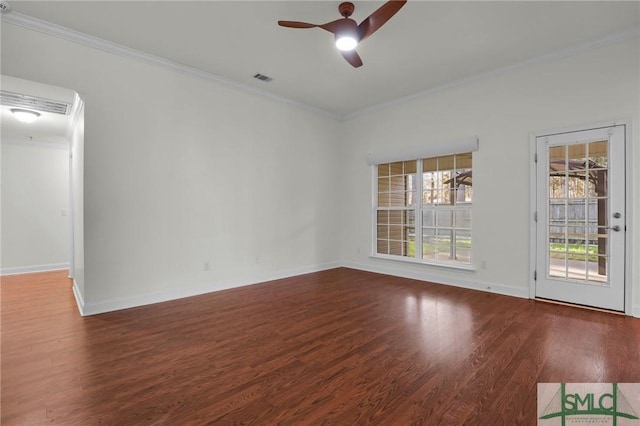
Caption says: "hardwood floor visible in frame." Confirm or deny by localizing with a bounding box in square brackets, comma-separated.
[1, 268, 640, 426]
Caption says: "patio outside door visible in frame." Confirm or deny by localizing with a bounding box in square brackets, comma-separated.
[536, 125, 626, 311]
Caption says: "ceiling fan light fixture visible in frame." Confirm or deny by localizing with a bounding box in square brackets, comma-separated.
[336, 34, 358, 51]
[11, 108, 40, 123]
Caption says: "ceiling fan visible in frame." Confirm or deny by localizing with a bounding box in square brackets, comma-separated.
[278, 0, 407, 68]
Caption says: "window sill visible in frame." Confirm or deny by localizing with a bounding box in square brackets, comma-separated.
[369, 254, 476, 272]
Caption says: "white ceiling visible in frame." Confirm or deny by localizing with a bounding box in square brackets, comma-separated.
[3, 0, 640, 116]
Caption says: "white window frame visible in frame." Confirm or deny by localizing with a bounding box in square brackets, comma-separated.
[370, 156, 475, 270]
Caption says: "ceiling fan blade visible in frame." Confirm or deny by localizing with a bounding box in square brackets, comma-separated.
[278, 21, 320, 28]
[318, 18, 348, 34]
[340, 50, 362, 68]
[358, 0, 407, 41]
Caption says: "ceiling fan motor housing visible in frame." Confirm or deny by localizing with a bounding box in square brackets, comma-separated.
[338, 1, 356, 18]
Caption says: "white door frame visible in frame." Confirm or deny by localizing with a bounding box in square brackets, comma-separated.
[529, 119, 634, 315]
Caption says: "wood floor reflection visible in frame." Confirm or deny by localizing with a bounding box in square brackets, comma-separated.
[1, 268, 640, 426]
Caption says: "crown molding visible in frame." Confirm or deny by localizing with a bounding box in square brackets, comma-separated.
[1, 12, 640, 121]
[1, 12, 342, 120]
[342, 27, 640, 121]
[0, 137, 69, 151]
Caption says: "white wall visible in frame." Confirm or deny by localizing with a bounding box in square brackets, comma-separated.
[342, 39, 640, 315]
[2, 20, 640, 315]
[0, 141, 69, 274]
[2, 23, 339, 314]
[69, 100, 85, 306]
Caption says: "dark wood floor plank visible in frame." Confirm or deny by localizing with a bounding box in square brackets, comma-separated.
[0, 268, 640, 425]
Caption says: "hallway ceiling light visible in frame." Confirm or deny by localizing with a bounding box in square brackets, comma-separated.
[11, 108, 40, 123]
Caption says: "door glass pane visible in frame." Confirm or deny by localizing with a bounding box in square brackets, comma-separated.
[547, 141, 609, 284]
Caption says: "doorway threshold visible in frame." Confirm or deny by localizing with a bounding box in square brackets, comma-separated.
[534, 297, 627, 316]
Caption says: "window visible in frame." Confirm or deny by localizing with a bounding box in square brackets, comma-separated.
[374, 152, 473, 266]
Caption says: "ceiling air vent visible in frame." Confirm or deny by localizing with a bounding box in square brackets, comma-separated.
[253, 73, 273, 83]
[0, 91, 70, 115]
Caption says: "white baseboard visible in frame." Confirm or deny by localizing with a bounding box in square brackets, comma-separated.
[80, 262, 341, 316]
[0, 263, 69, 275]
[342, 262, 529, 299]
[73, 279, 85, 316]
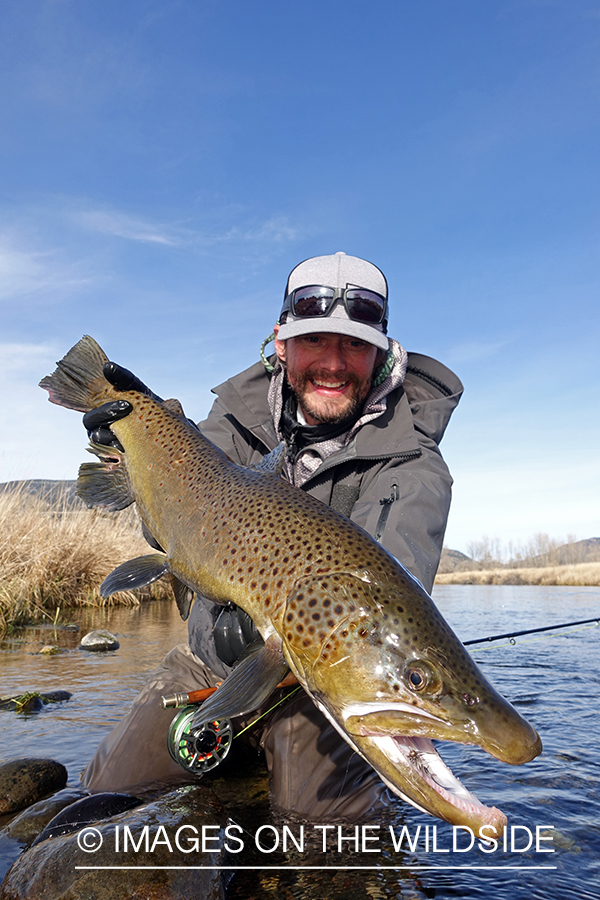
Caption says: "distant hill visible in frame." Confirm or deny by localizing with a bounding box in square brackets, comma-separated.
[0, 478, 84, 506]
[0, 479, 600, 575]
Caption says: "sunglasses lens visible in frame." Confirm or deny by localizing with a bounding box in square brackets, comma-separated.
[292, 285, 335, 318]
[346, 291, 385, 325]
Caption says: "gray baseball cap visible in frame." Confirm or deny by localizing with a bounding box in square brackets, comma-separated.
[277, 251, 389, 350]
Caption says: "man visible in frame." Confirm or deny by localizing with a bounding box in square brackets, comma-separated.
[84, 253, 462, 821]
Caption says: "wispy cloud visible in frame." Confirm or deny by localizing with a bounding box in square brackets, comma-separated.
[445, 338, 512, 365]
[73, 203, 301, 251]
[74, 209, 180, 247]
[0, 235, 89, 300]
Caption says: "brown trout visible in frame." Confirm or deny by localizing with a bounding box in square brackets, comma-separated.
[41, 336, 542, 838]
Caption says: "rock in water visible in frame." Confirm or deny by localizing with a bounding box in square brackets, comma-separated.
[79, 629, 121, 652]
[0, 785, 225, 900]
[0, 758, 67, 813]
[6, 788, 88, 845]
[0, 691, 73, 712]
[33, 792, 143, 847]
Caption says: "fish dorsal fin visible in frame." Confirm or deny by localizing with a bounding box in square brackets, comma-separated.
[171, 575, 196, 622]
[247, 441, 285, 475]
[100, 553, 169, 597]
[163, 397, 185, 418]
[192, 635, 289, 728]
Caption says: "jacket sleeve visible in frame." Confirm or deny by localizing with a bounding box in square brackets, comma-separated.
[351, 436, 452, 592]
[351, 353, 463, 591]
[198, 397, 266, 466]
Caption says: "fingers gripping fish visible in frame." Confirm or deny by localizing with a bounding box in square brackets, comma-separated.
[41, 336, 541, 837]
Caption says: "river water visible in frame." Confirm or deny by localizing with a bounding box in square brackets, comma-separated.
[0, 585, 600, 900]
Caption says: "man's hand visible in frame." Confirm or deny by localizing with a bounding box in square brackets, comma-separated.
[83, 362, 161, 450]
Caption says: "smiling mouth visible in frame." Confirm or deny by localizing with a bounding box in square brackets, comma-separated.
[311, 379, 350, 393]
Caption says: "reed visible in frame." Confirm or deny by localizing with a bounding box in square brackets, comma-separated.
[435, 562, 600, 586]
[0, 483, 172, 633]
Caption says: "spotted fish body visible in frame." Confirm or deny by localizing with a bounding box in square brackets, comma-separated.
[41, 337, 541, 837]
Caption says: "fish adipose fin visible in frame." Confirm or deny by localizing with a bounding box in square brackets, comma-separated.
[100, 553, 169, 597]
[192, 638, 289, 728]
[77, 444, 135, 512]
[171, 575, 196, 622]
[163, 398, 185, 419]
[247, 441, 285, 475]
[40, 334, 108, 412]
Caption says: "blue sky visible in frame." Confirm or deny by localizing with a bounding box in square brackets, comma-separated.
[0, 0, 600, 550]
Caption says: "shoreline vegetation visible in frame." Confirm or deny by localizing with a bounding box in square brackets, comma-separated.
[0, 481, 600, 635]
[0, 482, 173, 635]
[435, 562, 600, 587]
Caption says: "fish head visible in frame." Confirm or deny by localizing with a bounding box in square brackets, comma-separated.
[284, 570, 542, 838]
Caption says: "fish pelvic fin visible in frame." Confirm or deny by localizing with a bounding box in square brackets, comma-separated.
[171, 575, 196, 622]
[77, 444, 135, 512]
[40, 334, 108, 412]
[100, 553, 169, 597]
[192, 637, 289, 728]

...

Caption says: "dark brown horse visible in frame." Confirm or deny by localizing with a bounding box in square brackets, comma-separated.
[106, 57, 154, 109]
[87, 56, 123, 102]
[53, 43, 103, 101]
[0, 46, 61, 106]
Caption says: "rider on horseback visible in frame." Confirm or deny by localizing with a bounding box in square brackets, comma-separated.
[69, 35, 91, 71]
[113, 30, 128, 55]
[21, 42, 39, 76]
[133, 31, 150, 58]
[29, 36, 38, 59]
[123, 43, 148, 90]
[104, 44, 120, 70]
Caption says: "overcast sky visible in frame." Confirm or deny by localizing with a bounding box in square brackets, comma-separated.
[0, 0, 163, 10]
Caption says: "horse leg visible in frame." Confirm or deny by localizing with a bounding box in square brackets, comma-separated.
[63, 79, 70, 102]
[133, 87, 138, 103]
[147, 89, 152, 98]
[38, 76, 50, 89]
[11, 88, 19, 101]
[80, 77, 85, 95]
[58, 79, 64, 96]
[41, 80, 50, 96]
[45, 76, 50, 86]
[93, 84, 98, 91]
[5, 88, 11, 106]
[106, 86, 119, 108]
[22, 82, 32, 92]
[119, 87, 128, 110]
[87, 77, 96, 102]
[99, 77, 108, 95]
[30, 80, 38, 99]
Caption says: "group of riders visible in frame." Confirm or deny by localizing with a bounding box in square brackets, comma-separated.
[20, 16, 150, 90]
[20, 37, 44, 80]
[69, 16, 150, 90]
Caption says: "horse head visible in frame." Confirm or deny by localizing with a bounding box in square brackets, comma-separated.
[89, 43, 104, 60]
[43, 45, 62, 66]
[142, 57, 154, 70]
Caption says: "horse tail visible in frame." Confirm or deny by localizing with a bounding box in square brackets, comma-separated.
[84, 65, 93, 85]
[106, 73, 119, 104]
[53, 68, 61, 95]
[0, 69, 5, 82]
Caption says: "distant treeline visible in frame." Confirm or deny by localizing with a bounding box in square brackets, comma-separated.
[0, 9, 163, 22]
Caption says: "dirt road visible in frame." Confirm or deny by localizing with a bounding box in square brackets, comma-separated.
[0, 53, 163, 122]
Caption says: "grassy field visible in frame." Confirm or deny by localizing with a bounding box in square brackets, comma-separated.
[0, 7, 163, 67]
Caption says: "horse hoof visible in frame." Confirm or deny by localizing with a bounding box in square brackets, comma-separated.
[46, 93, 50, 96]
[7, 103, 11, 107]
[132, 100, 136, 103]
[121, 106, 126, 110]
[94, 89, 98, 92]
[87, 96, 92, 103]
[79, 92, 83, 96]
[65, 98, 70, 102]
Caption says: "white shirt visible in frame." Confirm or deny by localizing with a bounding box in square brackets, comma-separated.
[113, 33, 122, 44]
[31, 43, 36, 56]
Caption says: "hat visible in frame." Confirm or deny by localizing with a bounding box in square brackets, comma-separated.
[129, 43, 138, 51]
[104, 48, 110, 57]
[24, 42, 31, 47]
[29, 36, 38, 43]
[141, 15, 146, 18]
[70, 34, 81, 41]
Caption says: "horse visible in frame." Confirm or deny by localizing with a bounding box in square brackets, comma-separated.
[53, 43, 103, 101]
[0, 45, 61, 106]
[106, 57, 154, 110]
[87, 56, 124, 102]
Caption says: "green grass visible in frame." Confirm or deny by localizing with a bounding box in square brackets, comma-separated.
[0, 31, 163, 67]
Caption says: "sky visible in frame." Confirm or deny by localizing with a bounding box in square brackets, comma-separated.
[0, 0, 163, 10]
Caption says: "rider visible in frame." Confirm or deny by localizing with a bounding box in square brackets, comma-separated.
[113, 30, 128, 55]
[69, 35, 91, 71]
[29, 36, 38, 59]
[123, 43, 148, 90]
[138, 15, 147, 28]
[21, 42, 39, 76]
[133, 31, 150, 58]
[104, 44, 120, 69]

_The exercise_
Please write out the listing again, starting with the line with "wood floor plank" and going on through the line with "[277, 251, 389, 350]", substituting "Verify or refute" for "Confirm or deny" and leaving everything else unchanged. Omit the pictures from your answer.

_Reply to the exercise_
Caption says: "dark wood floor plank visible in frame." Verify or refute by localizing with a bounding box in square brackets, comma-separated.
[0, 268, 640, 425]
Caption says: "hallway ceiling light visible in frame." Verify or refute by localizing with a bounding box in square brackets, comma-separated.
[11, 108, 40, 123]
Caption says: "door glass pane visible in frame." Verify or refute by localizing with a bounding box in square brackets, comma-separated.
[547, 141, 609, 284]
Caption says: "doorway threshold visible in frame." Verify or refute by localizing with a bounding box in square brackets, comma-separated.
[534, 297, 627, 316]
Caption says: "window visible in frame." Verify or refute by localizing with a bounding box in square brackets, comma-separated.
[374, 152, 473, 266]
Caption says: "ceiling air vent visible in frame." Verify or refute by localizing with a bounding box in square brackets, comma-separated.
[253, 73, 273, 83]
[0, 91, 70, 115]
Caption says: "white baseboard visible in frame." Verify or refute by localizing with a bounding box in square brackets, comma-separated.
[80, 262, 341, 316]
[0, 263, 69, 275]
[342, 262, 529, 299]
[73, 279, 85, 316]
Caption says: "distant hill visible in frame." Verify or refute by localizing with a bounding box in square brackets, comma-separated.
[0, 478, 84, 506]
[0, 479, 600, 575]
Caption says: "sunglasses lens visible in frame." Verify or refute by localizing with a bounding box in square brackets, comma-separated.
[292, 285, 335, 318]
[346, 291, 385, 325]
Caption says: "gray baseball cap visible in frame." Verify or refute by localizing with a bounding box in square brackets, comma-separated.
[277, 251, 389, 350]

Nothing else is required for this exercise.